▸ Task: Gather every line below that contains the word "highlight" and copy each one out in full.
■ ■ ■ ■ ■
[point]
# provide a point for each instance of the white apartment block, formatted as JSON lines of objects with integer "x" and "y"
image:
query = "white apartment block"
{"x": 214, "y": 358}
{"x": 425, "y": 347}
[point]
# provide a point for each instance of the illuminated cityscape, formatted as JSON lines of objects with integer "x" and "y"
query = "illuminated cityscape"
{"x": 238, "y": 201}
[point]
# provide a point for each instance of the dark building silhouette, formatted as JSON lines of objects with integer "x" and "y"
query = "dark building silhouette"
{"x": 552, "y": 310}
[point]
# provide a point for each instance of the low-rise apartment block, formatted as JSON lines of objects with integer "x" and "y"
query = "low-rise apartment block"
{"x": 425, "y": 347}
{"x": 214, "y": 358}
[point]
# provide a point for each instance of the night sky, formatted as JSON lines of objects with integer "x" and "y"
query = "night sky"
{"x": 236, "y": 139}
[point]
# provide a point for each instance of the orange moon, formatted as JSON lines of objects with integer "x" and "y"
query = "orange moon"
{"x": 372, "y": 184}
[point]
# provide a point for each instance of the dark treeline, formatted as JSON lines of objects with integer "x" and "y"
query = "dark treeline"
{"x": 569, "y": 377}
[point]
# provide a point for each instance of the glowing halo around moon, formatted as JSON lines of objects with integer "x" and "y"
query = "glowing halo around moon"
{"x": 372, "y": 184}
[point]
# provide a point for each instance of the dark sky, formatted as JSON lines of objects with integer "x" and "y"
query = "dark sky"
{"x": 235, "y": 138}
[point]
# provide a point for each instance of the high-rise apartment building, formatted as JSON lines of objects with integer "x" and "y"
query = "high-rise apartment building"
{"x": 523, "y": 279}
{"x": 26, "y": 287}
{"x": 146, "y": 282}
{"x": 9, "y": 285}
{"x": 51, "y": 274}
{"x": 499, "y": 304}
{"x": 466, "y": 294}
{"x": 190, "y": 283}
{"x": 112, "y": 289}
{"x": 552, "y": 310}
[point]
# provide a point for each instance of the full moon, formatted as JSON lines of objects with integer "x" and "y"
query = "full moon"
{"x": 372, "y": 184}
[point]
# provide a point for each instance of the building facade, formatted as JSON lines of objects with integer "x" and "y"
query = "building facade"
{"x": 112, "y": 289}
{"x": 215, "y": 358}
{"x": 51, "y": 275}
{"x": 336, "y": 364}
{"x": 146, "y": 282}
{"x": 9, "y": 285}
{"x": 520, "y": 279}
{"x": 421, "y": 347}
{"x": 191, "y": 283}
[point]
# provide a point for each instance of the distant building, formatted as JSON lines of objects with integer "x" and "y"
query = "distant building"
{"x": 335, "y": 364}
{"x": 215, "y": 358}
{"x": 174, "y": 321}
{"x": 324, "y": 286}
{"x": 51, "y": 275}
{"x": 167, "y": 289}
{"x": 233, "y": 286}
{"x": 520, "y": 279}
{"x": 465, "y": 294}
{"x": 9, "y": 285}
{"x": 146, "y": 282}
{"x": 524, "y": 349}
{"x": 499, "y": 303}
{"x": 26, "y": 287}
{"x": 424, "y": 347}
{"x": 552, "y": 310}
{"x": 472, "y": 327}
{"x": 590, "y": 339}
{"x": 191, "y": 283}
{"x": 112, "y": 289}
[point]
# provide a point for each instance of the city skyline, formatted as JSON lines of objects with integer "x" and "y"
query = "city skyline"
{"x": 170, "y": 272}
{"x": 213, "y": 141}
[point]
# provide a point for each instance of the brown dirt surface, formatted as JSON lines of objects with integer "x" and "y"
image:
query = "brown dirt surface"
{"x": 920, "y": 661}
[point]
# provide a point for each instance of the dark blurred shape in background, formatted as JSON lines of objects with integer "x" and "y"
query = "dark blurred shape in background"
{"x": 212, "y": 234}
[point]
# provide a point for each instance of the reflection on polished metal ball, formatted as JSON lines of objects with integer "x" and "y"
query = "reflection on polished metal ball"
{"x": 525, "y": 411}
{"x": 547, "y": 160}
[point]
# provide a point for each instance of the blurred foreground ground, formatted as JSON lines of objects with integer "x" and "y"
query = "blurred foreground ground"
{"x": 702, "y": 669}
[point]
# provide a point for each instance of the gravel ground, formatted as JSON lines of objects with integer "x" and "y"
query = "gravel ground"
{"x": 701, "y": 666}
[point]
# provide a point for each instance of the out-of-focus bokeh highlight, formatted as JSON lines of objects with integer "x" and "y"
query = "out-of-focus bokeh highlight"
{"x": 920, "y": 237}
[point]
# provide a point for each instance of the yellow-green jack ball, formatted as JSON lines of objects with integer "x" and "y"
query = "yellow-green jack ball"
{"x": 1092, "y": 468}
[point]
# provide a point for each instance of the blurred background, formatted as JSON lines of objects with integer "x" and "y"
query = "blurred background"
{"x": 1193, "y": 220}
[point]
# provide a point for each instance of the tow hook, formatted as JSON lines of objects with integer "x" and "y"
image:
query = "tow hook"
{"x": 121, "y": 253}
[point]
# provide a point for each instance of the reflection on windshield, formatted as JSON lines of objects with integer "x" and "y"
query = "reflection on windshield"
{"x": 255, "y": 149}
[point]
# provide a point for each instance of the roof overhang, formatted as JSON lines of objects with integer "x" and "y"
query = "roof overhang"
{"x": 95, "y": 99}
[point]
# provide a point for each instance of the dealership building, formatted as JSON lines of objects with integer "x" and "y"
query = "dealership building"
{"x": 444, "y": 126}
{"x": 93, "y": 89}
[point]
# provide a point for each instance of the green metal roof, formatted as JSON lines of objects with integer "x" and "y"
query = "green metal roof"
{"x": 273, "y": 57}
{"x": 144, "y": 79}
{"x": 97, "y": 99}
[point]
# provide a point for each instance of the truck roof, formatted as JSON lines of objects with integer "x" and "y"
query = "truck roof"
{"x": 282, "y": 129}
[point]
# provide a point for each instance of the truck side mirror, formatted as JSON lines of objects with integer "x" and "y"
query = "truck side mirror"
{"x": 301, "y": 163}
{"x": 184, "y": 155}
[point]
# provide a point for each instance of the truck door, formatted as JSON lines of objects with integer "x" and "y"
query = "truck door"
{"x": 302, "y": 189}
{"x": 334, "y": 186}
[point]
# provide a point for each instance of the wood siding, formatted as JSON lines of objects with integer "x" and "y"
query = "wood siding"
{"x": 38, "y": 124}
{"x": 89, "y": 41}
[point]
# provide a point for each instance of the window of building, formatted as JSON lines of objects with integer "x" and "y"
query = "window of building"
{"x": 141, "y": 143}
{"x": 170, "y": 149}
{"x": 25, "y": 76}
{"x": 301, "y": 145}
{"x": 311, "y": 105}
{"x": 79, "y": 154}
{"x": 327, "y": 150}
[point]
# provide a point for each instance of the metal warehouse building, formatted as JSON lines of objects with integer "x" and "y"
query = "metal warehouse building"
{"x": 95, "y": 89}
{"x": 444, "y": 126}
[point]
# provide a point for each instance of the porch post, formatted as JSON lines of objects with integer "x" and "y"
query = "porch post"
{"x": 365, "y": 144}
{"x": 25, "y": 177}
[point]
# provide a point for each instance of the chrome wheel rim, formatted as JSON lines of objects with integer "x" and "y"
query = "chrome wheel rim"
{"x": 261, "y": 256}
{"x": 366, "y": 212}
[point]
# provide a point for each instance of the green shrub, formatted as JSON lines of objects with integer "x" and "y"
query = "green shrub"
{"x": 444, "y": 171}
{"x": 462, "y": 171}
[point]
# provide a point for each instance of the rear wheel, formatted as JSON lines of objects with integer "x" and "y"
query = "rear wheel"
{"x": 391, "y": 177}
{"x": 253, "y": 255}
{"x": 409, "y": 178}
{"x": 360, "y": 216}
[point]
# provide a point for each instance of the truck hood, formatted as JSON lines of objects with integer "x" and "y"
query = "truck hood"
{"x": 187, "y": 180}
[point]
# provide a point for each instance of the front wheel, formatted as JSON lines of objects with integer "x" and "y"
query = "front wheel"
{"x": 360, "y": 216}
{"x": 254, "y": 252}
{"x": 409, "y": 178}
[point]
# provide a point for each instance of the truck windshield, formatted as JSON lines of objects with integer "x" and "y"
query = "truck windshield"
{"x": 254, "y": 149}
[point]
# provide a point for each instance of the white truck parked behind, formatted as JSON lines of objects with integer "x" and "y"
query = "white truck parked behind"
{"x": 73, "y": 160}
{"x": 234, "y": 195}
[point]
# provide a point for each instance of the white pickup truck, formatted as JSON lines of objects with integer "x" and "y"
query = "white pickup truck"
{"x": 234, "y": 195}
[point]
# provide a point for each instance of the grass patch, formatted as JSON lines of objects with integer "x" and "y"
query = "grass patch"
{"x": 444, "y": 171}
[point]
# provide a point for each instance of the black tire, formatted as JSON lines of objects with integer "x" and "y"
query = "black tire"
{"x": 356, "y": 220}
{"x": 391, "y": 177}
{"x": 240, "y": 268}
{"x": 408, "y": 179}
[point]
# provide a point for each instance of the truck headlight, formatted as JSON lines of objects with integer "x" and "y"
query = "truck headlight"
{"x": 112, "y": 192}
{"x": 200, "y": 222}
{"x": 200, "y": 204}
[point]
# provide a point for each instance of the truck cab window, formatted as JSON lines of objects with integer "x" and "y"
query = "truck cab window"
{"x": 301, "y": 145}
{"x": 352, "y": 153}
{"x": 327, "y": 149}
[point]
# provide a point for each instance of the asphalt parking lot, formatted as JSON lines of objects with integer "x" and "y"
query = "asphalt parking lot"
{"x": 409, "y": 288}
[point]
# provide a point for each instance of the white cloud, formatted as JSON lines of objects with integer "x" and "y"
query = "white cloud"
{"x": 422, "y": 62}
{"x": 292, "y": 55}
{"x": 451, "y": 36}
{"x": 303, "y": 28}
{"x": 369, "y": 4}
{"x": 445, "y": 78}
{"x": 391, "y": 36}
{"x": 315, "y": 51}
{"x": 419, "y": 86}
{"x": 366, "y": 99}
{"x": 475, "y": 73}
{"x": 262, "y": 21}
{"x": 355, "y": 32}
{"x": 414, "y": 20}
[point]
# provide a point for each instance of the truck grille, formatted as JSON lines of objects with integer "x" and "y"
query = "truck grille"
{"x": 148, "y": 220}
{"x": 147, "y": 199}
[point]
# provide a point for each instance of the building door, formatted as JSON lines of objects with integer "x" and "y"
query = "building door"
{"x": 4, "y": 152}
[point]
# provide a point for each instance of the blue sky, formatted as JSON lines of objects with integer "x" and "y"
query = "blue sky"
■ ■ ■ ■ ■
▸ Output for this exercise:
# provide a point for each instance of the out-of-focus bokeh highlight, formatted as JSON lines of objects with integer "x" and "y"
query = "out-of-focus bokeh highlight"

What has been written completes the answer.